» **What to do**:
a) List the four topics of discussion that the notes on the SXSW connectivity session give for the panel.
b) Answer these questions from the notes on the SXSW connectivity session:
(i) How many buildings connect around 300 separate networks?
(ii) What share of peak internet traffic does Netflix account for?
(iii) How much did the CSPs invest in infrastructure over the last 10 years?
c) Write the next part of the notes on the SXSW connectivity session, picking up after their final sentence.

Sunday, March 11, 2018

SXSW 2018 Day 1 Session 3: How connectivity will control everything we know

Session page, plus audio: https://schedule.sxsw.com/2018/events/PP80483

Ross Johnson (moderator)
Andrew Blum (Journalist)
Mary Meduski - President of Tierpoint Compass
Sharif Fotouh - Founder, CEO Edgepoint

Four topics of discussion:

  1. The physical components of networks
  2. Current issues
  3. Future issues
  4. Personal stories
Physical components:
Andrew Blum, as part of an article for Wired magazine, decided to physically follow the cable that came to his home back to the network, leading him around the world.  He found that the internet hubs connect at fewer places than one may think - there are 12 buildings connecting around 300 separate networks, and in those buildings there is far more connectivity of networks than in any other physical connection point.  This almost guarantees that any web page downloaded or email sent goes through one of those 12 buildings.  Similarly, there are about 12 major cables going across the ocean connecting continents.

One of the biggest challenges is addressing the massive amount of traffic.  In 2021 there is projected to be 127 times the traffic on the internet than was in 2005.  Most of this internet is for residential usage, and most of that is for video.  In 2016, 80% of traffic was video, and 50% of that was on smartphones.  The smartphone revolution in 2007 caused expectations to be able to see anything anywhere, and it skewed network activity towards download, mostly for video.  Streaming video companies have also contributed to the trend on the supply side: Netflix, for example, has more subscribers in the US than the combined total of all cable providers.  It also accounts for 40% of peak traffic on the internet.  Social media is also very video centric.
This has driven the network to optimize towards video delivery: Introduction of CDNs bring content closer to consumers, and the CSPs invested 1.6 trillion in infrastructure in the last 10 years to help provide more local connectivity, bypassing the big pipes.

» **Listed entries**:
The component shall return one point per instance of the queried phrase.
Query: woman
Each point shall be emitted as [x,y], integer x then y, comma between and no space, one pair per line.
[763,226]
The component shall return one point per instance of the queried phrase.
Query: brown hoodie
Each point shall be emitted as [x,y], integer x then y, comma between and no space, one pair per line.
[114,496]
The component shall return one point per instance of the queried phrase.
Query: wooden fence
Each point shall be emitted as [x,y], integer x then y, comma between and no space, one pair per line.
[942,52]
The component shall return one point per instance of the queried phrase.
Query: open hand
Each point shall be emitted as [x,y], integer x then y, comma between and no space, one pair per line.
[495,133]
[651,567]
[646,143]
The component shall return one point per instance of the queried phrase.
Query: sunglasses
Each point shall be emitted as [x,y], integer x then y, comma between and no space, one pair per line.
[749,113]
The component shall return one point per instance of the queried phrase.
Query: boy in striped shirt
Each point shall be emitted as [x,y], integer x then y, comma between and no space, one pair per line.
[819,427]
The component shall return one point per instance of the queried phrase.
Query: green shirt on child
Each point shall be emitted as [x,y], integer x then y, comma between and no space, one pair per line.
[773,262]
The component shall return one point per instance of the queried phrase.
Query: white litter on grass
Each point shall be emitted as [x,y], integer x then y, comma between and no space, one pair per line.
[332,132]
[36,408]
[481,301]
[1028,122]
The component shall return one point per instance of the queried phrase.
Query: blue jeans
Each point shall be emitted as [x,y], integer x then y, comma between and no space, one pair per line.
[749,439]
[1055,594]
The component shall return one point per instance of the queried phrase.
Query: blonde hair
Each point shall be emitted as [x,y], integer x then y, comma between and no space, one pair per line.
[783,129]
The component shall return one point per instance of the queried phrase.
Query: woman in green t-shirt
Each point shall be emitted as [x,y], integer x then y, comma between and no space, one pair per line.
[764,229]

» **Answers in order**:
a)
1. The physical components of networks
2. Current issues
3. Future issues
4. Personal stories

b)
(i) 12 buildings.
(ii) 40%.
(iii) 1.6 trillion.

c)
Issues we are facing today:
Infrastructure optimization to one task: So over all, statistics show we fixed the video problem (except in the rual/underserved areas).  However, now we have an internet optimized to handle one type of content going in one direction 80% of the time.  This type of infrastructure is going to be challenged as we move into the world of IOT, where there is a lot more upload.  For example, video security cameras uploading video, hundreds of millions of sensors of all type uploading data.  The infrastructure is optimized for download, not upload. In most residential internet connections there isn't symmetrical upload/download capacity, and this will continue without adoption of technology like fiber.
The big question is whether all this uploaded data needs to be uploaded all the way to central hubs?  Some data surely can remain local. For example, why would weather information for Boise, Idaho need to be uploaded to the same server as weather for Beijing, China - or even San Francisco, California.  Local weather information is consumed locally, and can be kept mostly locally.  So doing more locally (compute and network) at the edge could mitigate the problem.  Today only 10% of all compute power is done at the edge; in the future that will be changing to 50%. This reverses a previous trend of pushing everything into the cloud - now we will be moving back to the edge.  The small data centers at the edge can accommodate more compute power and network activity, to offset work done deeper in the internet at larger data centers.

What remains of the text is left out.